- Aim -
Emit the line that holds "Where can the blurred" and all lines following it through the end of the data, verbatim, and nothing else.

Object position labeling entries:
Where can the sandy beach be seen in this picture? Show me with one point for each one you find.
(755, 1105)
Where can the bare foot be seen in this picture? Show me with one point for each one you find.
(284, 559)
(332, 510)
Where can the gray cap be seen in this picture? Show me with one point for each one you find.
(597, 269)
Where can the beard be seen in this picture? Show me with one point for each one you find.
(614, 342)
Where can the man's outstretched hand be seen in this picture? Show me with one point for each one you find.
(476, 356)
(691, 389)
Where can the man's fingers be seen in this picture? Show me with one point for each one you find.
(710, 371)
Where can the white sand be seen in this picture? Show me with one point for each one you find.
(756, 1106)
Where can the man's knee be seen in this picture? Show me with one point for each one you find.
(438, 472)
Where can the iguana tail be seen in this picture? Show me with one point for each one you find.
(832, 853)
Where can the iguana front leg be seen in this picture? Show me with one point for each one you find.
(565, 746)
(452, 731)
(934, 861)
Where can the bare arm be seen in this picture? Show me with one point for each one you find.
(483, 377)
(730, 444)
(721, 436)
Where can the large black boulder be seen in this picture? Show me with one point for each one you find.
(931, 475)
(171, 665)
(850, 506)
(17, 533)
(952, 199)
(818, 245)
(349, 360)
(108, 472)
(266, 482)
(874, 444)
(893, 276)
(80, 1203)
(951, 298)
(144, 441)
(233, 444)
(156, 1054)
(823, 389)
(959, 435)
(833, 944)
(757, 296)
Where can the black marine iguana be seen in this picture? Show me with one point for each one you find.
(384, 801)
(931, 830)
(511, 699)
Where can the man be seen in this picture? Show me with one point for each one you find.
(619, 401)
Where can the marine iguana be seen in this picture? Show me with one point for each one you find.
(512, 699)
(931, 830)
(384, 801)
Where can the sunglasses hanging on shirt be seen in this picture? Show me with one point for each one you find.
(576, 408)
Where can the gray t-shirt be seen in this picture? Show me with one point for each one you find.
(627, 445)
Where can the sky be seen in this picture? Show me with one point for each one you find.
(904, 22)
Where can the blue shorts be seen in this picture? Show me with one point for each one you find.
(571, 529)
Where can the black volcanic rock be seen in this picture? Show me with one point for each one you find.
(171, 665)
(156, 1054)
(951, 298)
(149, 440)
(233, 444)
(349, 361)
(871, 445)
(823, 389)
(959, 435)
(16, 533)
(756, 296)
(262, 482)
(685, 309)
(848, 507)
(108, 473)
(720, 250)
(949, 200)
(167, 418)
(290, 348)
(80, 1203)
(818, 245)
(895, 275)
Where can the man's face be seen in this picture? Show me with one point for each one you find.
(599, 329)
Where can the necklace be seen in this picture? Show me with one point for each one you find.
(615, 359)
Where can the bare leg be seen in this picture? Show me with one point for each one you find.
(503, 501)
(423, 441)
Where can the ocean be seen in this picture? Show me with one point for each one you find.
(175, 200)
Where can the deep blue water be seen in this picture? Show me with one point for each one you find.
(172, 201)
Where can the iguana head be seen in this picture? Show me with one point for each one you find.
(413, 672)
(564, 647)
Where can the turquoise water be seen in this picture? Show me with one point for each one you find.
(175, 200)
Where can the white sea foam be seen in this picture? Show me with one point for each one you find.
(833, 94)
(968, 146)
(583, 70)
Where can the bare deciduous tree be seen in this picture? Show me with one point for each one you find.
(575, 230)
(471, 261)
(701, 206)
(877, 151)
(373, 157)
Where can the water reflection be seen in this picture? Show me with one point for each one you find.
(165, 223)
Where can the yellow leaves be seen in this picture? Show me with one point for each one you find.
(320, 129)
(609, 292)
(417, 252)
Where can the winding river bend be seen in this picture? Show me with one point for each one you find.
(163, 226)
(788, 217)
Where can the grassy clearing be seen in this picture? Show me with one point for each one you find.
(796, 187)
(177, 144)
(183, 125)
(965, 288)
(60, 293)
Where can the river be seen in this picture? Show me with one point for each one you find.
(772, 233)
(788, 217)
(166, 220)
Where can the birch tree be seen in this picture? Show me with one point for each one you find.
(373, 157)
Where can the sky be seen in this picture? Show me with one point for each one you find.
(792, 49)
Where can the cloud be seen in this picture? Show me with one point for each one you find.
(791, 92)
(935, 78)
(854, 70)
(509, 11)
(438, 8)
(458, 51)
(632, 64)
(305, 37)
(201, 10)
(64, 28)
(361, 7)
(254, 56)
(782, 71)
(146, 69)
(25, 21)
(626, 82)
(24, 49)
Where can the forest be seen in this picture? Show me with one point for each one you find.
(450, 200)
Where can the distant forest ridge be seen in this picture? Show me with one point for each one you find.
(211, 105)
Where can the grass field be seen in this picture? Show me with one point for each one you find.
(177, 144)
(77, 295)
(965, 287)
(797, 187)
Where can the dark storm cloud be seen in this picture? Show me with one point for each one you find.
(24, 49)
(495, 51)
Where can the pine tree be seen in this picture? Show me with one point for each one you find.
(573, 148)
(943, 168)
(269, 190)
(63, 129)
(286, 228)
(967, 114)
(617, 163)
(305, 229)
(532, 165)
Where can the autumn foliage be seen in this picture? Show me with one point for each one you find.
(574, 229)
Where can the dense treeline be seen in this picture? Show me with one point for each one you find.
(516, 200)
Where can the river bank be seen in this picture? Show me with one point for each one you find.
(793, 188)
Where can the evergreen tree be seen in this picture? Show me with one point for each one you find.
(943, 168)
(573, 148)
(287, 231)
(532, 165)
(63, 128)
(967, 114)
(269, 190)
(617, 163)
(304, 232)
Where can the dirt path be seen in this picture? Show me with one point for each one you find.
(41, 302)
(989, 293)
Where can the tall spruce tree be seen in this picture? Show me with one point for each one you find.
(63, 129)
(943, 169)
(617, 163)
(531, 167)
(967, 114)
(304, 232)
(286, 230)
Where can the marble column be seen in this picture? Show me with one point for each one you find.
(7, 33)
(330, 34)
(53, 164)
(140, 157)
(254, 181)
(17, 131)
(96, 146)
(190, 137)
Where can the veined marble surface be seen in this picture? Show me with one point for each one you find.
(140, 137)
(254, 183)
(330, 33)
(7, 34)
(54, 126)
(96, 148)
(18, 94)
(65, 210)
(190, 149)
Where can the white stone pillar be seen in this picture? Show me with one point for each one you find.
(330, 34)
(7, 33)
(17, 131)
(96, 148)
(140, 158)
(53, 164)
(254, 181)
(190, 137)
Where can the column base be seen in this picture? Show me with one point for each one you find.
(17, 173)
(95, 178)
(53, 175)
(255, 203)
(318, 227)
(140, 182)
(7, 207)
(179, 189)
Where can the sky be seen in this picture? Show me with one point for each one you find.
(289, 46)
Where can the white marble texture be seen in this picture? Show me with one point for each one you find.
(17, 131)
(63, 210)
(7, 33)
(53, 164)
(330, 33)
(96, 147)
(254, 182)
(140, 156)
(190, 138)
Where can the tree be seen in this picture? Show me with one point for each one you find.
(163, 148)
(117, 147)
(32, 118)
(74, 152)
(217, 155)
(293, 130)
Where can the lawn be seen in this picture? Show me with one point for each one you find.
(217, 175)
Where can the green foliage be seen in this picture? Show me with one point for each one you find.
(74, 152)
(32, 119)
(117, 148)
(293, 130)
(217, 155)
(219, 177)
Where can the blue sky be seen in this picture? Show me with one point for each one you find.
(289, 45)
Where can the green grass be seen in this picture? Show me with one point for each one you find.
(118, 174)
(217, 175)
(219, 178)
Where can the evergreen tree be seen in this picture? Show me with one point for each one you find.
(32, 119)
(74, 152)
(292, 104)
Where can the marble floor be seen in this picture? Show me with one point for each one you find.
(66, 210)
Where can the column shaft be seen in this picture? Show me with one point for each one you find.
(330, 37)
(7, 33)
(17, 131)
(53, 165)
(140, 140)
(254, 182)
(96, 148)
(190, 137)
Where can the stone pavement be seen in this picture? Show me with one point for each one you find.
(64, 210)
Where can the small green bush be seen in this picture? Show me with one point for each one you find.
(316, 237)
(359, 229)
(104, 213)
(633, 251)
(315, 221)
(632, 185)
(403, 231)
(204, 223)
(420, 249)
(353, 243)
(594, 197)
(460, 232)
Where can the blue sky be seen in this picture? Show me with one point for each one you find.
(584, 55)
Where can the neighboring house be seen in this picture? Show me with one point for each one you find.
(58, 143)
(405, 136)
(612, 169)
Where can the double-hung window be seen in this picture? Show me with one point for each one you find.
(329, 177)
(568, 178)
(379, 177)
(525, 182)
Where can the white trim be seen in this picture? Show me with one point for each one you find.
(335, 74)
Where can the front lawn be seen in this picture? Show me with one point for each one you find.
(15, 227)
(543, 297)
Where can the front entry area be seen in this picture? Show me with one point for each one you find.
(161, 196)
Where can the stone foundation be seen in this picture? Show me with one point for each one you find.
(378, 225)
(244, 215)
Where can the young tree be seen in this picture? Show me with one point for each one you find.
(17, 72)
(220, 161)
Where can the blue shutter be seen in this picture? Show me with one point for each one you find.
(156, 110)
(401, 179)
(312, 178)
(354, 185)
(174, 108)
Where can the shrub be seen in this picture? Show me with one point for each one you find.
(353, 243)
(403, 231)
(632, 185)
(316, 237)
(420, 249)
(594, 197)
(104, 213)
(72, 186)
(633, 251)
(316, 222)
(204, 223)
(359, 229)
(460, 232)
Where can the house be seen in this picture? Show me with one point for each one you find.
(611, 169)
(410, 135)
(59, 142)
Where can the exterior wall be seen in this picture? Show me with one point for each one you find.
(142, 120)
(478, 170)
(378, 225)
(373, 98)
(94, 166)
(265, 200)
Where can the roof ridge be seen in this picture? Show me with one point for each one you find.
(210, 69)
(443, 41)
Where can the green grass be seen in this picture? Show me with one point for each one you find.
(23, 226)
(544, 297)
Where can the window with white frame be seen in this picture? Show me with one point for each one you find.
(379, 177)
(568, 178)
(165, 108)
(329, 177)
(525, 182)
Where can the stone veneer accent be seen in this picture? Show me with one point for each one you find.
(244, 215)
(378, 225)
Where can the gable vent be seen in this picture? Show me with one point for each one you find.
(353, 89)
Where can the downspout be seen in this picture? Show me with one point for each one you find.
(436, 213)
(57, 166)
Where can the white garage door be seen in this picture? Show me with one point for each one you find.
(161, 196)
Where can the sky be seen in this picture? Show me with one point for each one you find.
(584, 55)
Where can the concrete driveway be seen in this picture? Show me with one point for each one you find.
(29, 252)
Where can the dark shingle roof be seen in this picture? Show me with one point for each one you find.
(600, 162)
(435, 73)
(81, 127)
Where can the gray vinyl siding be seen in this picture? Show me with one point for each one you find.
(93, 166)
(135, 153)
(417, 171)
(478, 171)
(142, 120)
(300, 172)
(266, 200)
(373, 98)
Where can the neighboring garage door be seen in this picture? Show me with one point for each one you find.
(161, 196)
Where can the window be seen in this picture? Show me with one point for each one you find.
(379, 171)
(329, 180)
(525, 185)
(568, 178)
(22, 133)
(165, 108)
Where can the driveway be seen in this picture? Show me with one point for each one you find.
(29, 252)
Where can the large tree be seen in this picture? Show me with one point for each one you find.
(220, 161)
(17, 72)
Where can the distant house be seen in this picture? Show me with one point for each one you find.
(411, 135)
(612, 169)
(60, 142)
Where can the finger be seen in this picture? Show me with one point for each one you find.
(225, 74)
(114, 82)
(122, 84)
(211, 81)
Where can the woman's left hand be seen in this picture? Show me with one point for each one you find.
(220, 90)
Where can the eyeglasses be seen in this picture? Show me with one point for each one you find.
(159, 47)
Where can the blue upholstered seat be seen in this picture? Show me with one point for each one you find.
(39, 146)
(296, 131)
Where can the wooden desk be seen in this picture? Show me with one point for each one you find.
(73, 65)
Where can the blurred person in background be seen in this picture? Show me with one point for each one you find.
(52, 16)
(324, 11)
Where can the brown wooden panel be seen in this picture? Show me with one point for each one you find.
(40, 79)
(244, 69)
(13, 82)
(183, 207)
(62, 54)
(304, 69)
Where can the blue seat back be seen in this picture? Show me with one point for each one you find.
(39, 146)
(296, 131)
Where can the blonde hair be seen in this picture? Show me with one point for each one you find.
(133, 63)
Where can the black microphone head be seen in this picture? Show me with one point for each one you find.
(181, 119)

- Complete answer -
Where can the blurred person in background be seen in this picture? Show me with one point for each one you find.
(52, 16)
(324, 11)
Where can the brown wooden panel be seen in this picture? Show me with one point for each one you find.
(40, 79)
(244, 69)
(13, 82)
(183, 207)
(62, 54)
(304, 69)
Where can the blue seat back be seen in this picture? Show me with one point for each one you find.
(39, 146)
(296, 131)
Where can the blonde hair be seen in this picture? Show me with one point for each one you find.
(133, 63)
Where can the black microphone head be seen in this picture? Show me with one point for each one you find.
(181, 119)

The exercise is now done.